-- Start --

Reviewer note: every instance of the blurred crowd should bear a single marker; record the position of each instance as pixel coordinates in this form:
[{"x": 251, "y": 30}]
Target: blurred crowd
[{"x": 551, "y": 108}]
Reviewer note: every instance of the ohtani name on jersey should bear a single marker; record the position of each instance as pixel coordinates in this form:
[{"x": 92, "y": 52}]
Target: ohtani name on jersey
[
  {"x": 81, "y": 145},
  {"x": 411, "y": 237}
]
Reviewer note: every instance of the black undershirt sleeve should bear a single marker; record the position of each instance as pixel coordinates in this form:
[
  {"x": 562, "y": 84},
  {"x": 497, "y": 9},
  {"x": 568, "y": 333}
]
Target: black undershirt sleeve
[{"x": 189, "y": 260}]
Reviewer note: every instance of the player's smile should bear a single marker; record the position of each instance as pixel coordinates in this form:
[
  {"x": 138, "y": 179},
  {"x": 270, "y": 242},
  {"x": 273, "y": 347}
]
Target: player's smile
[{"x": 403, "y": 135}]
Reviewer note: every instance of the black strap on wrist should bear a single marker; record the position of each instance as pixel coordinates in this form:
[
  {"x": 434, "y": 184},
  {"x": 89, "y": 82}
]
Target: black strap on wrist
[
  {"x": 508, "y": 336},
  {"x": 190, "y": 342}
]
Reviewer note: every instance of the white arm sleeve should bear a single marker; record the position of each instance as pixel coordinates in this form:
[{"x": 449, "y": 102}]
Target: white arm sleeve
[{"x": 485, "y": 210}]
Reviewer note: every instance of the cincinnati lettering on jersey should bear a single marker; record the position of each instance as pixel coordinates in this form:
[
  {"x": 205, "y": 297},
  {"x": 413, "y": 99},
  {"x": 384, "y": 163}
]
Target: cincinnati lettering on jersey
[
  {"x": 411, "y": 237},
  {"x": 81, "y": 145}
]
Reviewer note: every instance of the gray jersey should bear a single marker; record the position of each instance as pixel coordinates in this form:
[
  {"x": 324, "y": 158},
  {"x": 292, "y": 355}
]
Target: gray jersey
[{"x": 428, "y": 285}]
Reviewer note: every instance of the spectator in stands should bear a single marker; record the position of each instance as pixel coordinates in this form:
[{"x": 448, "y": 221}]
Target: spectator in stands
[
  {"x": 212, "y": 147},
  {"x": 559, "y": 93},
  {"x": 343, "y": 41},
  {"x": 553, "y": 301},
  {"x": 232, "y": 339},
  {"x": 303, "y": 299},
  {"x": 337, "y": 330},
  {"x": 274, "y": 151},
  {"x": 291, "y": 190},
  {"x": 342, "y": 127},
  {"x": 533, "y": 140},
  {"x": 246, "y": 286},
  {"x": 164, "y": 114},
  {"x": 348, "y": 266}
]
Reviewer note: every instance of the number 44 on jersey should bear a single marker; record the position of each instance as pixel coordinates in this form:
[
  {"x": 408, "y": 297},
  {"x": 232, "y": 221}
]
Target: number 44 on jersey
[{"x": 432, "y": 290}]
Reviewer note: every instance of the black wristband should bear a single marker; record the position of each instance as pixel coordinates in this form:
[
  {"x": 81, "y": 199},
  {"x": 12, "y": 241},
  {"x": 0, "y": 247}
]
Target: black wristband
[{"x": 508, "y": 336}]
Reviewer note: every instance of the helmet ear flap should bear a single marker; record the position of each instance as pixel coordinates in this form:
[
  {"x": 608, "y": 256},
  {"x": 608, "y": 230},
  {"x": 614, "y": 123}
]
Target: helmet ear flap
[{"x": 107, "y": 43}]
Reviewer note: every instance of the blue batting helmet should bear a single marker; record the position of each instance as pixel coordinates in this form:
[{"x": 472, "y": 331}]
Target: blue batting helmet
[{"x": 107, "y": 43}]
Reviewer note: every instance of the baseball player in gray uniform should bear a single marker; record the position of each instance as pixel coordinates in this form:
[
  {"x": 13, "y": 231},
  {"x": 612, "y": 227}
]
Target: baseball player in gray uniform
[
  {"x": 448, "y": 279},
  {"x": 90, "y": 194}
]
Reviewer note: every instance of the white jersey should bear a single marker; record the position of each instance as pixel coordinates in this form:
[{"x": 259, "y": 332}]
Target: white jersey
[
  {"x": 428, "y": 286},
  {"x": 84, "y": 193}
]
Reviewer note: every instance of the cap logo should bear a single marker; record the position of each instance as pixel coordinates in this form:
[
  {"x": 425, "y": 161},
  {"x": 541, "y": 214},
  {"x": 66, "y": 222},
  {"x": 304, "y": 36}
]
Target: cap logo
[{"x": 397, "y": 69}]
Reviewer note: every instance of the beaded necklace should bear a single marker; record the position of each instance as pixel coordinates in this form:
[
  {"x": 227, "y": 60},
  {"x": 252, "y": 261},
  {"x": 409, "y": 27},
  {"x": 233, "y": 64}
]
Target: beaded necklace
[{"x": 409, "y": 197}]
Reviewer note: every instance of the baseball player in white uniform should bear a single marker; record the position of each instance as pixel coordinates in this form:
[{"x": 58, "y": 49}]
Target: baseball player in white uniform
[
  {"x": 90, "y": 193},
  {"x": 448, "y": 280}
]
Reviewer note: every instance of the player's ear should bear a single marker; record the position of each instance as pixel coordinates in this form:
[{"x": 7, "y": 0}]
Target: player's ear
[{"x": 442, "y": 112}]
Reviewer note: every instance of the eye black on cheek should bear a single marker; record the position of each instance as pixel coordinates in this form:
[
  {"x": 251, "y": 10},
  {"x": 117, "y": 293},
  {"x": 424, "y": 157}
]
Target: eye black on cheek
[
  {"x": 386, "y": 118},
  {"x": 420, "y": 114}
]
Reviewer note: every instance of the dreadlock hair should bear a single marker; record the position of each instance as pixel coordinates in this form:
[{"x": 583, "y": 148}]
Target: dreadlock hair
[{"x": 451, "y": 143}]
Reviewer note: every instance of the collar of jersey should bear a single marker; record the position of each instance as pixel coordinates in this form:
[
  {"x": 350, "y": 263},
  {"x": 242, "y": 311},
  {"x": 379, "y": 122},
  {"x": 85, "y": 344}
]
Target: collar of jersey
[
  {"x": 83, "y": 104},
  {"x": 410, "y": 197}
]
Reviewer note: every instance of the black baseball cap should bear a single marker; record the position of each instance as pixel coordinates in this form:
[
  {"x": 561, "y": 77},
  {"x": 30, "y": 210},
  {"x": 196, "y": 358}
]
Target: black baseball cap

-- End --

Retype the entries exactly, including every line.

Reviewer note: every instance of the blurred crowd should bear a single marker; record the position of each instance as pixel coordinates in this form:
[{"x": 251, "y": 30}]
Target: blurred crowd
[{"x": 551, "y": 108}]
Reviewer note: every instance of the ohtani name on jersey should bear a single marker; record the position of each instance as pixel coordinates in this form:
[{"x": 92, "y": 52}]
Target: ohtani name on jersey
[
  {"x": 81, "y": 145},
  {"x": 411, "y": 237}
]
Reviewer note: every instance of the black undershirt sleeve should bear a single marker; record the position of each instance as pixel coordinates in this form:
[
  {"x": 562, "y": 84},
  {"x": 497, "y": 9},
  {"x": 568, "y": 333}
]
Target: black undershirt sleeve
[{"x": 189, "y": 260}]
Reviewer note: every instance of the player's smile should bear a single marker; record the position of each instance as pixel coordinates in this form:
[
  {"x": 138, "y": 179},
  {"x": 270, "y": 242},
  {"x": 273, "y": 347}
]
Target: player's smile
[{"x": 403, "y": 135}]
Reviewer note: every instance of the black strap on wrist should bear a single marker; record the position of each instance as pixel coordinates in this form:
[
  {"x": 434, "y": 184},
  {"x": 89, "y": 82}
]
Target: black strap on wrist
[
  {"x": 508, "y": 336},
  {"x": 190, "y": 342}
]
Reviewer note: every instance of the white arm sleeve should bear a single marker; record the position of each instance as pixel coordinates in this form:
[{"x": 449, "y": 102}]
Target: white arm sleeve
[{"x": 485, "y": 210}]
Reviewer note: every instance of the cincinnati lettering on jersey should bear a single marker; record the position of each instance as pixel coordinates in this form:
[
  {"x": 205, "y": 297},
  {"x": 413, "y": 99},
  {"x": 384, "y": 163}
]
Target: cincinnati lettering on jersey
[
  {"x": 411, "y": 237},
  {"x": 81, "y": 145}
]
Reviewer note: every instance of the gray jersey should bear a single marker; record the position of each instance as pixel coordinates in this form:
[
  {"x": 324, "y": 158},
  {"x": 292, "y": 355}
]
Target: gray jersey
[{"x": 428, "y": 285}]
Reviewer note: every instance of the spectator in stands should bear a single marker; record the position of each instance as pixel coordinates in this form:
[{"x": 448, "y": 221}]
Target: spectator in stands
[
  {"x": 212, "y": 147},
  {"x": 559, "y": 93},
  {"x": 343, "y": 41},
  {"x": 553, "y": 301},
  {"x": 232, "y": 339},
  {"x": 303, "y": 299},
  {"x": 337, "y": 330},
  {"x": 274, "y": 151},
  {"x": 291, "y": 190},
  {"x": 342, "y": 127},
  {"x": 533, "y": 140},
  {"x": 246, "y": 286},
  {"x": 164, "y": 114},
  {"x": 348, "y": 266}
]
Reviewer note: every instance of the number 44 on jersey should bear a single marker; record the position of each instance as pixel coordinates in this form:
[
  {"x": 408, "y": 297},
  {"x": 232, "y": 221}
]
Target: number 44 on jersey
[{"x": 432, "y": 290}]
Reviewer note: every instance of the black wristband should bear a single marker; record the position of each instance as pixel coordinates in this form:
[
  {"x": 81, "y": 199},
  {"x": 12, "y": 241},
  {"x": 0, "y": 247}
]
Target: black wristband
[{"x": 508, "y": 336}]
Reviewer note: every instance of the helmet ear flap should bear a single marker; record the position of each instance as pixel coordinates in this form:
[
  {"x": 608, "y": 256},
  {"x": 608, "y": 230},
  {"x": 614, "y": 123}
]
Target: helmet ear flap
[{"x": 107, "y": 43}]
Reviewer note: every instance of the blue batting helmet should bear a single marker; record the position of each instance as pixel coordinates in this form:
[{"x": 472, "y": 331}]
Target: blue batting helmet
[{"x": 107, "y": 43}]
Reviewer note: every instance of the baseball player in gray uniform should bear a single marker; record the position of each instance as pixel coordinates in this form:
[
  {"x": 13, "y": 231},
  {"x": 612, "y": 227}
]
Target: baseball player in gray uniform
[
  {"x": 448, "y": 279},
  {"x": 90, "y": 194}
]
Reviewer note: every instance of the white jersey should bear a single marker; record the position of each instance as pixel coordinates in this form:
[{"x": 259, "y": 332}]
Target: white jersey
[
  {"x": 428, "y": 286},
  {"x": 84, "y": 193}
]
Reviewer note: every instance of the cap logo should bear a single marker; record the position of each instance as pixel coordinates in this form:
[
  {"x": 425, "y": 161},
  {"x": 541, "y": 214},
  {"x": 66, "y": 222},
  {"x": 304, "y": 36}
]
Target: cap logo
[{"x": 397, "y": 69}]
Reviewer note: every instance of the beaded necklace should bear a single marker; record the position of each instance as pixel coordinates in this form:
[
  {"x": 227, "y": 60},
  {"x": 252, "y": 261},
  {"x": 409, "y": 27},
  {"x": 233, "y": 64}
]
Target: beaded necklace
[{"x": 409, "y": 197}]
Reviewer note: every instance of the baseball player in white uniform should bear a single marker; record the position of each instance as pixel coordinates in this form:
[{"x": 58, "y": 49}]
Target: baseball player in white uniform
[
  {"x": 90, "y": 193},
  {"x": 448, "y": 280}
]
Reviewer note: every instance of the player's ear should bear a single marker; record the position of each instance as pixel coordinates in this form:
[{"x": 7, "y": 0}]
Target: player's ear
[{"x": 442, "y": 112}]
Reviewer note: every instance of the eye black on cheek should bear a single marker; record the position of each instance as pixel coordinates in this form:
[
  {"x": 251, "y": 10},
  {"x": 117, "y": 293},
  {"x": 424, "y": 157}
]
Target: eye black on cheek
[
  {"x": 386, "y": 118},
  {"x": 420, "y": 114}
]
Reviewer note: every instance of the dreadlock hair should bear a single marker; record the position of each instance as pixel coordinates in this form:
[{"x": 583, "y": 148}]
Target: dreadlock hair
[{"x": 451, "y": 143}]
Reviewer note: every instance of the collar of jersey should bear a single marker; record the position of each instance as pixel coordinates in this form:
[
  {"x": 350, "y": 263},
  {"x": 242, "y": 311},
  {"x": 379, "y": 122},
  {"x": 85, "y": 344}
]
Target: collar of jersey
[
  {"x": 83, "y": 104},
  {"x": 410, "y": 197}
]
Reviewer note: every instance of the black baseball cap should bear a single marker; record the position of each instance as pixel coordinates in this form:
[
  {"x": 561, "y": 77},
  {"x": 30, "y": 210},
  {"x": 196, "y": 358}
]
Target: black baseball cap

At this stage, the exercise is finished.